— begin AVAILABLE DATA —

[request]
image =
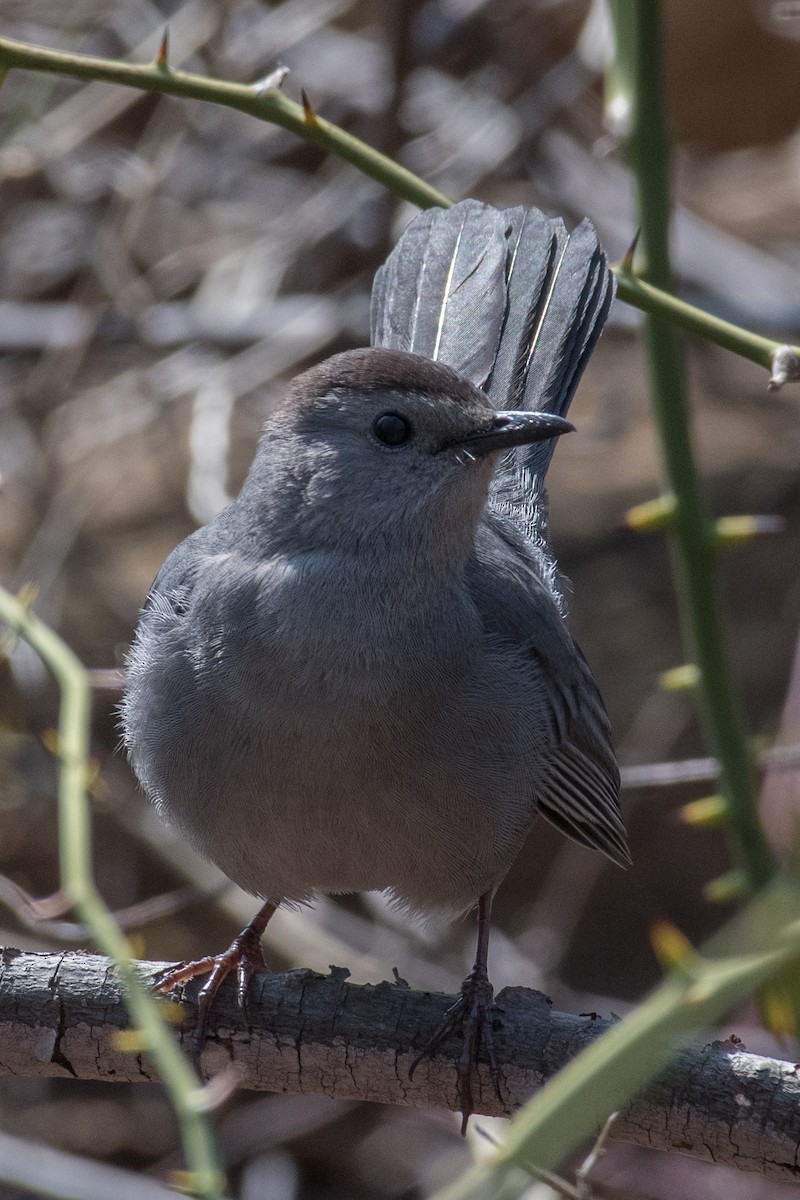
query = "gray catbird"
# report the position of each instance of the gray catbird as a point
(359, 675)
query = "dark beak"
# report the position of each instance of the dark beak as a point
(513, 429)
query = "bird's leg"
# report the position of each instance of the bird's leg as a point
(244, 955)
(473, 1014)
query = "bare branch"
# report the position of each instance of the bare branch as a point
(60, 1015)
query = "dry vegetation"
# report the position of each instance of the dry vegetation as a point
(166, 267)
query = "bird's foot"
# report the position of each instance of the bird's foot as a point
(244, 957)
(471, 1014)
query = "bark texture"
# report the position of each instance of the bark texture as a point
(307, 1032)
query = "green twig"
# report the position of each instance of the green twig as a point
(753, 947)
(205, 1177)
(269, 106)
(272, 106)
(638, 96)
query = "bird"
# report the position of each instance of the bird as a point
(359, 676)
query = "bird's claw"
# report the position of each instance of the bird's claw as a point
(244, 955)
(473, 1014)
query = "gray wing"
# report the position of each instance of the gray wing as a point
(510, 300)
(579, 787)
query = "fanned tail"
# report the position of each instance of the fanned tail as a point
(510, 300)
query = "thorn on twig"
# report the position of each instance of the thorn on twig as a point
(743, 527)
(271, 82)
(626, 265)
(671, 947)
(308, 113)
(785, 367)
(161, 61)
(650, 515)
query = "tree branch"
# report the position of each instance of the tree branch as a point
(61, 1014)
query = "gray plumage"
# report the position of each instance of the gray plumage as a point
(358, 676)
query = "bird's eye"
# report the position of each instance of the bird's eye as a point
(391, 429)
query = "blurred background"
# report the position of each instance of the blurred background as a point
(164, 268)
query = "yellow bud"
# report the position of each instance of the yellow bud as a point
(741, 528)
(727, 887)
(711, 811)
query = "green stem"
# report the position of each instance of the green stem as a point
(276, 108)
(77, 882)
(271, 106)
(638, 77)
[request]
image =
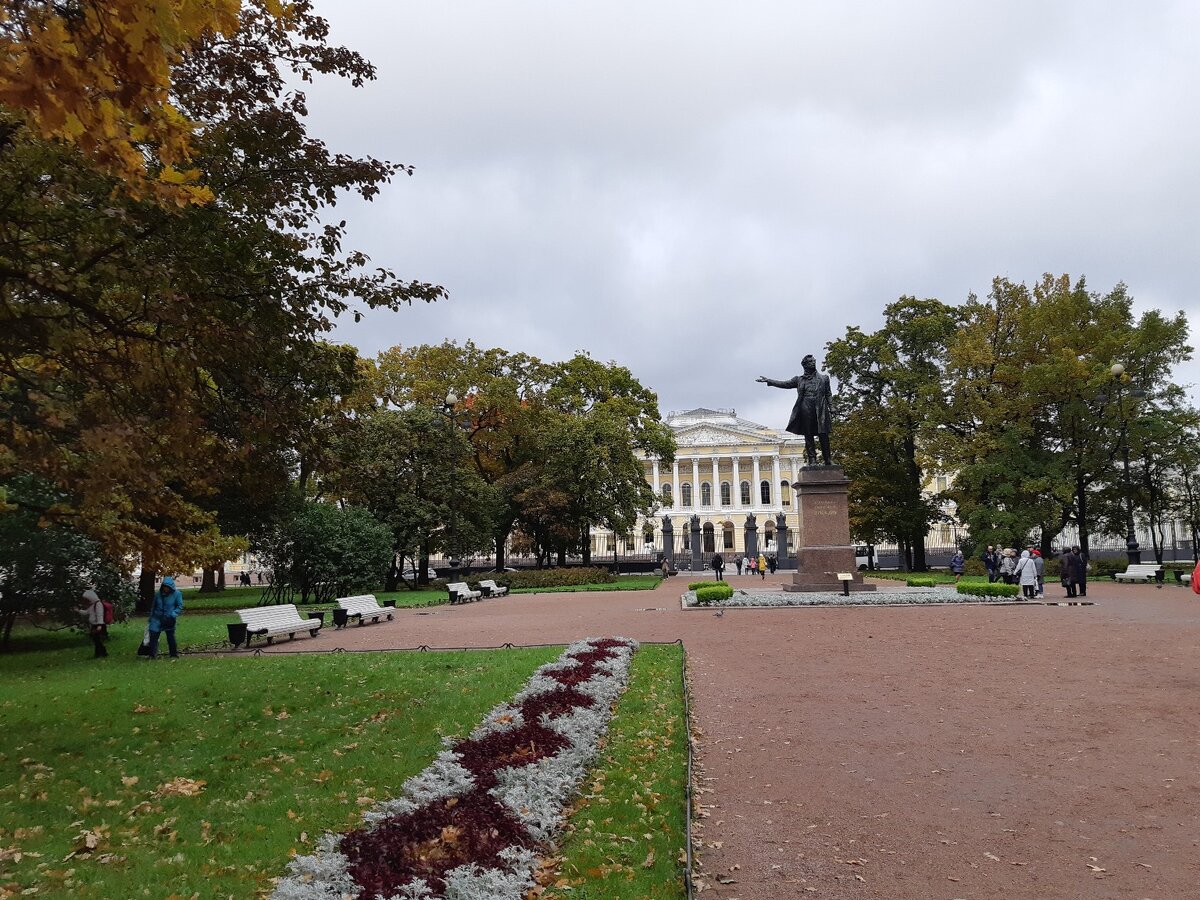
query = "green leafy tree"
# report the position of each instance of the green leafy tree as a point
(413, 469)
(325, 551)
(889, 385)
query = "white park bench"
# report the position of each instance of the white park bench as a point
(491, 588)
(1140, 571)
(364, 606)
(273, 621)
(460, 592)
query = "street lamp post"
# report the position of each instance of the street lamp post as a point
(1132, 549)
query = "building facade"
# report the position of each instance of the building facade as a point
(726, 468)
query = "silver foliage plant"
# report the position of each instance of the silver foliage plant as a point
(537, 793)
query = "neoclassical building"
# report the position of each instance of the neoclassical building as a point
(725, 469)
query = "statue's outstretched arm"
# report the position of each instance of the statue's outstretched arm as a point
(773, 383)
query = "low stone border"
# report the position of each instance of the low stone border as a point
(475, 822)
(901, 597)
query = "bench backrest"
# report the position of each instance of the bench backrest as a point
(357, 600)
(268, 616)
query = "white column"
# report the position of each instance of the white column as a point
(717, 484)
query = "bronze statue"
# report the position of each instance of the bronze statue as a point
(810, 415)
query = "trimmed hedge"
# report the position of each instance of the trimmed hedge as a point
(555, 577)
(994, 589)
(713, 593)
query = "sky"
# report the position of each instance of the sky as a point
(706, 191)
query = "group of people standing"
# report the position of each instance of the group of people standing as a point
(1029, 570)
(750, 565)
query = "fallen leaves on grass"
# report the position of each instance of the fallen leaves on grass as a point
(180, 787)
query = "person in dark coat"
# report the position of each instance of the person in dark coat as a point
(991, 563)
(811, 414)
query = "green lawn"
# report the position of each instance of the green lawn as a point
(624, 582)
(201, 777)
(628, 833)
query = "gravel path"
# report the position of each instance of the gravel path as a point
(912, 753)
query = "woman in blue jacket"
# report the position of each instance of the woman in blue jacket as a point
(165, 611)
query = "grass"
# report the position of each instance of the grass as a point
(202, 777)
(625, 582)
(628, 833)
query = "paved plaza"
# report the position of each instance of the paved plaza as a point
(911, 753)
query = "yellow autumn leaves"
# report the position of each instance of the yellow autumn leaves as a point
(99, 76)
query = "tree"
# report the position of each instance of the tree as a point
(412, 468)
(325, 551)
(1032, 430)
(100, 75)
(45, 568)
(143, 349)
(891, 383)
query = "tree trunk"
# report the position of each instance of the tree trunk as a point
(393, 579)
(1085, 534)
(423, 564)
(145, 591)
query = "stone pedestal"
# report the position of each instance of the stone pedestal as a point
(822, 543)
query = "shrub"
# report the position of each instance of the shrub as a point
(713, 593)
(994, 589)
(555, 577)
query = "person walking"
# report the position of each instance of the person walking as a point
(96, 630)
(1069, 567)
(958, 564)
(1026, 575)
(991, 563)
(1008, 565)
(165, 612)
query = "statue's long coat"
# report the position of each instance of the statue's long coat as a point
(808, 421)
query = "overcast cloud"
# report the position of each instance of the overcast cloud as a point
(706, 191)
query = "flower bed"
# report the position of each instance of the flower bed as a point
(473, 825)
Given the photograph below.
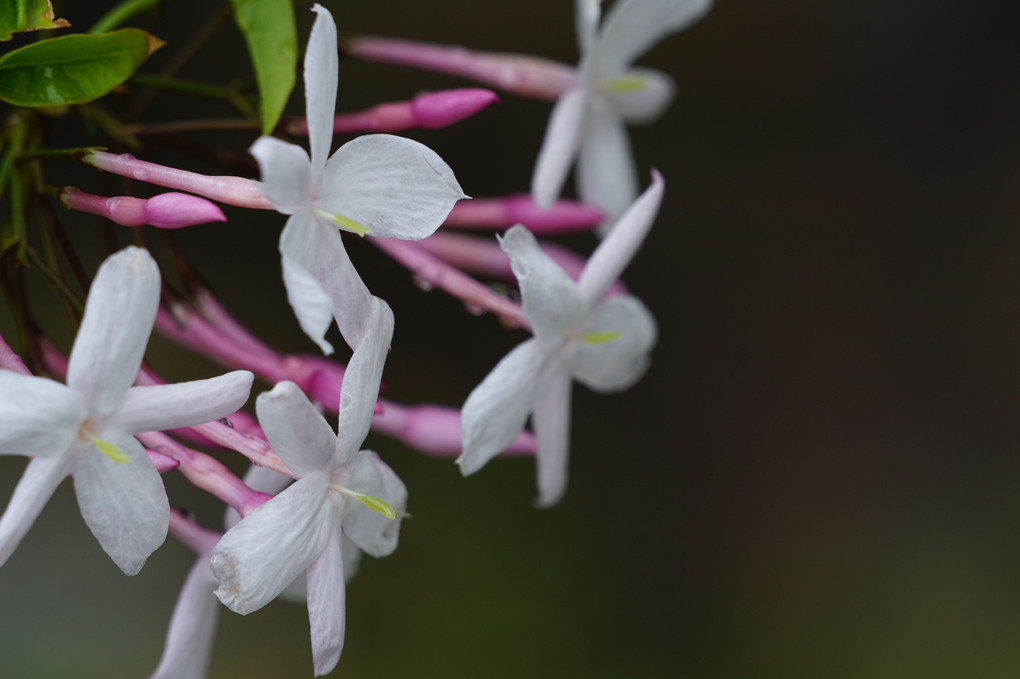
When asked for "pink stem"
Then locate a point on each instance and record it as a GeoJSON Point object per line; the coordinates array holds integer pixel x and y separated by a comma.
{"type": "Point", "coordinates": [231, 190]}
{"type": "Point", "coordinates": [207, 473]}
{"type": "Point", "coordinates": [430, 111]}
{"type": "Point", "coordinates": [525, 75]}
{"type": "Point", "coordinates": [563, 217]}
{"type": "Point", "coordinates": [435, 272]}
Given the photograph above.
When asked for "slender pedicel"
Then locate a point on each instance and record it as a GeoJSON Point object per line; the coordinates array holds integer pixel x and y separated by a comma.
{"type": "Point", "coordinates": [231, 190]}
{"type": "Point", "coordinates": [563, 217]}
{"type": "Point", "coordinates": [524, 75]}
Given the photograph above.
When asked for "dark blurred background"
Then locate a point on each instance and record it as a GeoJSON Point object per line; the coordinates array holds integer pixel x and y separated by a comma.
{"type": "Point", "coordinates": [818, 476]}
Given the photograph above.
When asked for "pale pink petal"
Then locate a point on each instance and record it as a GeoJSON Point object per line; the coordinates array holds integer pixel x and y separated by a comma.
{"type": "Point", "coordinates": [498, 408]}
{"type": "Point", "coordinates": [551, 299]}
{"type": "Point", "coordinates": [618, 248]}
{"type": "Point", "coordinates": [38, 416]}
{"type": "Point", "coordinates": [371, 531]}
{"type": "Point", "coordinates": [321, 72]}
{"type": "Point", "coordinates": [325, 606]}
{"type": "Point", "coordinates": [169, 406]}
{"type": "Point", "coordinates": [118, 317]}
{"type": "Point", "coordinates": [297, 431]}
{"type": "Point", "coordinates": [286, 173]}
{"type": "Point", "coordinates": [559, 148]}
{"type": "Point", "coordinates": [647, 96]}
{"type": "Point", "coordinates": [270, 546]}
{"type": "Point", "coordinates": [41, 478]}
{"type": "Point", "coordinates": [632, 27]}
{"type": "Point", "coordinates": [606, 175]}
{"type": "Point", "coordinates": [551, 421]}
{"type": "Point", "coordinates": [607, 365]}
{"type": "Point", "coordinates": [360, 387]}
{"type": "Point", "coordinates": [122, 503]}
{"type": "Point", "coordinates": [393, 187]}
{"type": "Point", "coordinates": [587, 14]}
{"type": "Point", "coordinates": [188, 649]}
{"type": "Point", "coordinates": [321, 281]}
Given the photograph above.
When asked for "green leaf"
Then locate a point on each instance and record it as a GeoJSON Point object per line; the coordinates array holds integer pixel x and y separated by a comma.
{"type": "Point", "coordinates": [21, 15]}
{"type": "Point", "coordinates": [120, 13]}
{"type": "Point", "coordinates": [272, 42]}
{"type": "Point", "coordinates": [72, 69]}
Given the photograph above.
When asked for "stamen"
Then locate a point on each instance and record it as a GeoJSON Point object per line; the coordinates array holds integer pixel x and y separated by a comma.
{"type": "Point", "coordinates": [346, 223]}
{"type": "Point", "coordinates": [374, 504]}
{"type": "Point", "coordinates": [600, 337]}
{"type": "Point", "coordinates": [109, 450]}
{"type": "Point", "coordinates": [625, 85]}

— end AVAILABLE DATA —

Find each line in the data above that contains the string "cloud", and copy those lines. Match case exactly.

- COMPLETE OUTPUT:
query = "overcast cloud"
# report the position of each instance of the overcast cloud as a point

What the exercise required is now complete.